=== WORK TO COMPLETE ===
Only the line containing "negative clicks: (469, 290)" and those after it, up to the end of the records below, are to be set down, exactly as written.

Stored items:

::::::

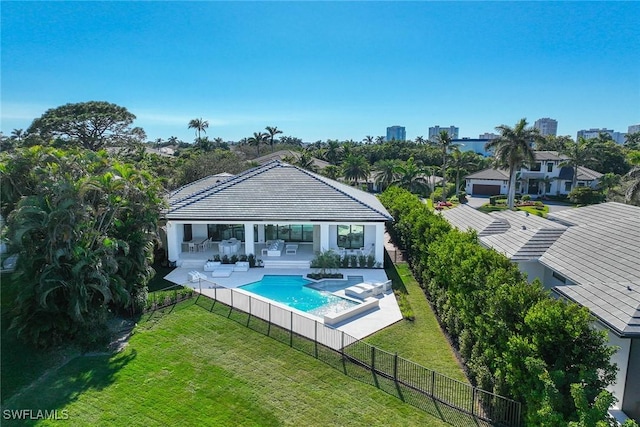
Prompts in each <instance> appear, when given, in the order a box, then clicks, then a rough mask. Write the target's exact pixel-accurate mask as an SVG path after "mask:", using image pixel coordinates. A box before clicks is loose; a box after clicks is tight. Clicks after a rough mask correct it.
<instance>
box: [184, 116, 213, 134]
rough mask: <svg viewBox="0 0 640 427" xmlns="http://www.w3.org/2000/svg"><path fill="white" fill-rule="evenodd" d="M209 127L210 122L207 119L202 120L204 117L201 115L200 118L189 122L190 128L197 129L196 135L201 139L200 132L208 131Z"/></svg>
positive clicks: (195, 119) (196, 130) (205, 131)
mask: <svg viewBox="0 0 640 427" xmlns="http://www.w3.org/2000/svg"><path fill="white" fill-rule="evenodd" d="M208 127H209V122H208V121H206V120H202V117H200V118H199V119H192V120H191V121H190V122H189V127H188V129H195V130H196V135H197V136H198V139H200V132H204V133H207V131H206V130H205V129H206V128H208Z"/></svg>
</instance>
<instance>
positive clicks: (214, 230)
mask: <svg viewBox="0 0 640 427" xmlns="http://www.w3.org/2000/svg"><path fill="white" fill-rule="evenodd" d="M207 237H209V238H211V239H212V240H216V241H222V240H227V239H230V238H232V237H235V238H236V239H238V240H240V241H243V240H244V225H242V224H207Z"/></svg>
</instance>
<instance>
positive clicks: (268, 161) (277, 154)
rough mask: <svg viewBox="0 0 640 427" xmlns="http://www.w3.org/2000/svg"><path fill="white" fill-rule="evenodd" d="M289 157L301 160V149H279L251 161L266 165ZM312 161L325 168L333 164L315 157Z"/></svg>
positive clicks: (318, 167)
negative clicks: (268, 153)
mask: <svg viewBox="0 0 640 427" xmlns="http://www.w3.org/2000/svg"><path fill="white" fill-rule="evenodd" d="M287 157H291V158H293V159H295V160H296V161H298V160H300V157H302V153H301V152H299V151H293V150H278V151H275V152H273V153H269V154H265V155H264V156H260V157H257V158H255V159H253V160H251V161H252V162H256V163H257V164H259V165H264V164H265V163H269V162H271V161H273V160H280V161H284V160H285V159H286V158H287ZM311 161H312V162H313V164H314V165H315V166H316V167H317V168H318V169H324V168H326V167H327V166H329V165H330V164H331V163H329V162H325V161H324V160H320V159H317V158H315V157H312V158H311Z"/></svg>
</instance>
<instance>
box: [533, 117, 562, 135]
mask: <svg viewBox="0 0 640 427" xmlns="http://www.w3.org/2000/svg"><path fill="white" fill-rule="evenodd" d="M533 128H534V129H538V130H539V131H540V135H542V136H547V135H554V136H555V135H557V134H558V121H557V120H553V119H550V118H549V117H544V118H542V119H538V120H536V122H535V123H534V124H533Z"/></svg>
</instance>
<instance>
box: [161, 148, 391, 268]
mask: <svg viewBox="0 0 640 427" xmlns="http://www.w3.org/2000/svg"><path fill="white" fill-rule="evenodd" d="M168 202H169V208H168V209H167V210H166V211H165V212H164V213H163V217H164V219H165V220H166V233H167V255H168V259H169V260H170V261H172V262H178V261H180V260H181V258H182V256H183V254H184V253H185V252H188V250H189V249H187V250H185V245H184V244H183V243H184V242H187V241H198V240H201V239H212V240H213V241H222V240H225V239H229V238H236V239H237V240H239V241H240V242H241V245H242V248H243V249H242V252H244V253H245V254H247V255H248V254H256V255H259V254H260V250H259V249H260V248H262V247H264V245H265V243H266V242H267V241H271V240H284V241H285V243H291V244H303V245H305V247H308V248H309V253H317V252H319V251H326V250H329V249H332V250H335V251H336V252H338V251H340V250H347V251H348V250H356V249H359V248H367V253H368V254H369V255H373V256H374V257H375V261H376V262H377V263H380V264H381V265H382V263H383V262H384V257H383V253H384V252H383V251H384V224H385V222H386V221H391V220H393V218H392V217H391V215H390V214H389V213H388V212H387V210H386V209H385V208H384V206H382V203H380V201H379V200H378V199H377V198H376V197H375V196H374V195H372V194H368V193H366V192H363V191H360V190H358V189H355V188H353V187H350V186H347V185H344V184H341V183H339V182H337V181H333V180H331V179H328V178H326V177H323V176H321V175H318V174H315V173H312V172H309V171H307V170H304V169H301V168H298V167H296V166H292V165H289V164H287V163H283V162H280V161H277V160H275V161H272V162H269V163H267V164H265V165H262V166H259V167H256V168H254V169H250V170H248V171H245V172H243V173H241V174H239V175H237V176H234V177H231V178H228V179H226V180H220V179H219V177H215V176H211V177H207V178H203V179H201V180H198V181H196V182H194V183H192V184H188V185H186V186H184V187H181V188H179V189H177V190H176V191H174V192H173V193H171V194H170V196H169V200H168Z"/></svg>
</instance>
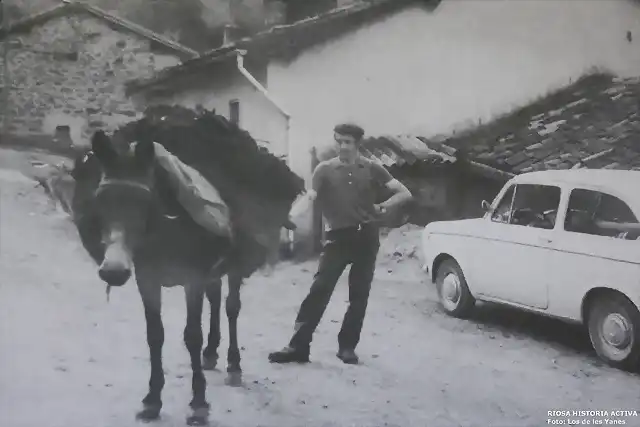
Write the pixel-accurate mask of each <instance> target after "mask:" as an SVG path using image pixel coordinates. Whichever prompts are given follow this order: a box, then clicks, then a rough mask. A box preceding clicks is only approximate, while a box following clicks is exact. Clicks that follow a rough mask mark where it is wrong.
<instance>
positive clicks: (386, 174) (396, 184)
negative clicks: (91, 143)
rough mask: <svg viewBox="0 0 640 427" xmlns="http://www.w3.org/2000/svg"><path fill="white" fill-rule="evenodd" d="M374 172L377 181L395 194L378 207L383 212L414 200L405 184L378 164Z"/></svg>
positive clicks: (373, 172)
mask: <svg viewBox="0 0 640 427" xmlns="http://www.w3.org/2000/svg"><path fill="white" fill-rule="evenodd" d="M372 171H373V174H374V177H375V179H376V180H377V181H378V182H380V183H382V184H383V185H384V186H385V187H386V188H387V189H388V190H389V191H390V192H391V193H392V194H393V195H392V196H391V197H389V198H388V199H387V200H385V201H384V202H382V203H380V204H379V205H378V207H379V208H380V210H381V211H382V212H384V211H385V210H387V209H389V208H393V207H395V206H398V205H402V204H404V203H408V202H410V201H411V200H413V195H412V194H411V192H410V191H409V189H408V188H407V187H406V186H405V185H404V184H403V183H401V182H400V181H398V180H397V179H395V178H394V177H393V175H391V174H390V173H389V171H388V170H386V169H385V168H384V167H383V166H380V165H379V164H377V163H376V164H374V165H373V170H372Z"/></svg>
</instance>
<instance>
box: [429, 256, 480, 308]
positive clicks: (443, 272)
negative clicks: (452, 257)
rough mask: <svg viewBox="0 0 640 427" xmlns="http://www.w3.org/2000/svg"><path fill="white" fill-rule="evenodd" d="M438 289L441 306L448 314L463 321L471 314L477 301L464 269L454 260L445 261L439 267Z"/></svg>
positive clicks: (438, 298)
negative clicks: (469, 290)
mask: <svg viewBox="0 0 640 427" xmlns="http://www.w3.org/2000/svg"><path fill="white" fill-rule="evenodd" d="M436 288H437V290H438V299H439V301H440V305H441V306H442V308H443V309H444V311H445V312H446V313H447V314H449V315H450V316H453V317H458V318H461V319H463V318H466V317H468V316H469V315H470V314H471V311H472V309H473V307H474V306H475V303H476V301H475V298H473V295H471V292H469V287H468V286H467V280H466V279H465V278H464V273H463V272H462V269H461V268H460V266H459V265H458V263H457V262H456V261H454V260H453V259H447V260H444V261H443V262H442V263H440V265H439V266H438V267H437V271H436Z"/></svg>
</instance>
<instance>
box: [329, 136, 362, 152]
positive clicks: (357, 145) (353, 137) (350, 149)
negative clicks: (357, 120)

::::::

=== OUTPUT FOR THIS TASK ===
negative clicks: (469, 290)
mask: <svg viewBox="0 0 640 427" xmlns="http://www.w3.org/2000/svg"><path fill="white" fill-rule="evenodd" d="M436 288H437V290H438V299H439V301H440V305H441V306H442V308H443V309H444V311H445V312H446V313H447V314H449V315H450V316H453V317H458V318H461V319H463V318H466V317H468V316H469V315H470V314H471V311H472V309H473V307H474V306H475V303H476V301H475V298H473V295H471V292H469V287H468V286H467V280H466V279H465V278H464V273H463V272H462V269H461V268H460V266H459V265H458V263H457V262H456V261H454V260H453V259H447V260H444V261H443V262H442V263H440V265H439V266H438V267H437V271H436Z"/></svg>
</instance>
<instance>
box: [329, 136, 362, 152]
positive clicks: (357, 145) (353, 137) (350, 149)
negative clicks: (357, 120)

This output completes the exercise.